**GIVEN REQUEST**
Change every "dataset" in the rows below to "collection", and leave all other text as it is.

**MATERIAL FOR THIS EXERCISE**
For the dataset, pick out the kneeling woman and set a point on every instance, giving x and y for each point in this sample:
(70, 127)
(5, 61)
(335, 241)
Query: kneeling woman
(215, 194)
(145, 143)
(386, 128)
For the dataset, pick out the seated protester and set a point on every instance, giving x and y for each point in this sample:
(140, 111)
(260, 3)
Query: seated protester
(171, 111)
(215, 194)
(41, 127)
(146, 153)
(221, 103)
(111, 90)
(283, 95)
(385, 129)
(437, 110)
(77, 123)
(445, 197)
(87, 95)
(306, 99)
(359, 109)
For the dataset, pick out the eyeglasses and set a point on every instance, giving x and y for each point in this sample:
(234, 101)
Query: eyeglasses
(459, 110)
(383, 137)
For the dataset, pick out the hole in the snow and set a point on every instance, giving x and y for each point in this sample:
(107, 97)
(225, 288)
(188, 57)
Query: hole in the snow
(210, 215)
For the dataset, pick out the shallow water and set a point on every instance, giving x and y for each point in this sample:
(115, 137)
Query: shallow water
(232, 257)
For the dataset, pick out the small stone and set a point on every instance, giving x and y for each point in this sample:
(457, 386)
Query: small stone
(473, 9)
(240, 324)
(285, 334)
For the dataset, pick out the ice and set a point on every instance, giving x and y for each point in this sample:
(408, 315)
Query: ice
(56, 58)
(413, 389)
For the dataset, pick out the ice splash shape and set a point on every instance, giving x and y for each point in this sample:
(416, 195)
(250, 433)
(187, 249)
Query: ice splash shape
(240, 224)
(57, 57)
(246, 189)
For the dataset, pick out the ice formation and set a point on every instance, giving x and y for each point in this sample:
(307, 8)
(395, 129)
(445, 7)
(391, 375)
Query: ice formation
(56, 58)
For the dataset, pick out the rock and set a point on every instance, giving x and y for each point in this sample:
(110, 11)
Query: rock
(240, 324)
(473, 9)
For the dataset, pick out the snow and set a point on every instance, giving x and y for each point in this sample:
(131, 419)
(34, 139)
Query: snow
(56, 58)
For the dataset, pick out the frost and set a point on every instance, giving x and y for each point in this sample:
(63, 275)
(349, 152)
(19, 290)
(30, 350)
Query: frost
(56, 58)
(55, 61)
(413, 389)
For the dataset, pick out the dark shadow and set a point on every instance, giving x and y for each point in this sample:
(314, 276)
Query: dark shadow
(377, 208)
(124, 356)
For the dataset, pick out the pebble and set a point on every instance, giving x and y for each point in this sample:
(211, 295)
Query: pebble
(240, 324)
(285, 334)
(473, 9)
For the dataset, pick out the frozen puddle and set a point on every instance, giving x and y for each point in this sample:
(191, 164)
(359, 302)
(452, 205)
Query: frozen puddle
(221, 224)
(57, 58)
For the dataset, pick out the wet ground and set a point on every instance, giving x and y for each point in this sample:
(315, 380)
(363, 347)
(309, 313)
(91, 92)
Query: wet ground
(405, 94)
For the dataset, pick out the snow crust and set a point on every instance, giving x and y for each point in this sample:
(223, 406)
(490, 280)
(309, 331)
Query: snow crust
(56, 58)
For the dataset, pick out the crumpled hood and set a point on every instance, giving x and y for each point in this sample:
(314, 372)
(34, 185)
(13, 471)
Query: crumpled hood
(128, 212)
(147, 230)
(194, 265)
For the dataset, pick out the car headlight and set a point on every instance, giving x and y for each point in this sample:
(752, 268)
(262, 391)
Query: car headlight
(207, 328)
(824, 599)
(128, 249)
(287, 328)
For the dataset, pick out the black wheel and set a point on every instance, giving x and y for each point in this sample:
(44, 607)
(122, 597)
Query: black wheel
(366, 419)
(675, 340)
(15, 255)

**CORRECT ANSWER**
For the collection, pick out the kneeling woman and set a point on every instance, giving x and y for each point in this sample:
(70, 127)
(5, 61)
(335, 241)
Query: kneeling woman
(215, 194)
(145, 143)
(386, 128)
For the collection, pick out the seated protester and set a point on every instance, giving x and y for each point in this sample:
(140, 111)
(260, 3)
Query: seated protester
(171, 111)
(215, 194)
(41, 127)
(146, 153)
(221, 103)
(111, 90)
(283, 95)
(385, 129)
(437, 110)
(77, 123)
(445, 197)
(87, 95)
(306, 99)
(359, 109)
For the collection, pick out the eyeglasses and set a point on every instance, giving x and y for each point in this sample:
(234, 101)
Query: eyeglasses
(459, 110)
(383, 137)
For the collection, pick out the hole in the snow and set a point on every instance, giving x and y for each point in this sample:
(107, 97)
(225, 288)
(188, 57)
Query: hole in the snow
(210, 215)
For the collection, pick out the shallow water and set a point on every instance, giving x and y for each point in this sample:
(115, 137)
Query: shallow water
(232, 257)
For the collection, pick out the small stone and set a point on every instance, giving x and y for each point in this sample:
(457, 386)
Query: small stone
(473, 9)
(240, 324)
(285, 334)
For the collection, pick out the ice and set a point on every instance, giving x and y for each point in this sample:
(408, 315)
Query: ice
(56, 58)
(413, 389)
For the collection, pick out the ice splash shape and set a point on every instance, giving x and y for each point in this sample:
(416, 195)
(250, 433)
(187, 249)
Query: ice splash shape
(240, 224)
(57, 57)
(246, 189)
For the collection, pick out the ice formation and set a point on every instance, giving x and y for each point in this sample:
(307, 8)
(395, 129)
(445, 7)
(391, 375)
Query: ice formation
(56, 58)
For the collection, pick out the rock and set a point on every instance, giving x and y for each point in this sample:
(110, 11)
Query: rock
(240, 324)
(473, 9)
For the collection, pick out the snow and set a point on every instance, giving x and y for each point in this sample:
(131, 419)
(34, 139)
Query: snow
(56, 58)
For the collection, pick out the frost and set a point on every instance, giving x and y for each point in this sample:
(63, 275)
(349, 152)
(19, 290)
(30, 350)
Query: frost
(56, 58)
(55, 61)
(413, 389)
For the collection, pick out the dark shadow and set a point on every instance, giving x and y for each point in this sample:
(314, 276)
Query: dark shadow
(377, 208)
(124, 356)
For the collection, pick out the pebble and set a point on every instance, giving x and y for each point in this sample:
(211, 295)
Query: pebble
(240, 324)
(285, 334)
(473, 9)
For the collection, pick out the frozen puddle and set a point on every instance, giving x and y for each point in this sample:
(191, 164)
(359, 302)
(452, 205)
Query: frozen puddle
(221, 224)
(57, 58)
For the collection, pick out the wet ground and set a point on every instance, giving x and y for each point in this sample:
(315, 380)
(363, 347)
(309, 313)
(91, 92)
Query: wet ground
(405, 94)
For the collection, pick out the snow crust and set a point on every instance, giving x and y for each point in this sample:
(223, 406)
(490, 280)
(309, 331)
Query: snow crust
(56, 58)
For the collection, pick out the crumpled hood and set a point on every instance, giving x and y for each point in this sample:
(314, 372)
(34, 185)
(13, 471)
Query: crumpled hood
(128, 212)
(147, 230)
(194, 265)
For the collection, pick out the car headlight and set a point on every instance, giving x and y for each point in this sample:
(752, 268)
(262, 391)
Query: car headlight
(207, 328)
(824, 599)
(128, 249)
(287, 328)
For the collection, pick out the black wheel and set a point on every instance, giving x and y for each point in this sample:
(44, 607)
(122, 597)
Query: black wheel
(366, 419)
(675, 340)
(15, 255)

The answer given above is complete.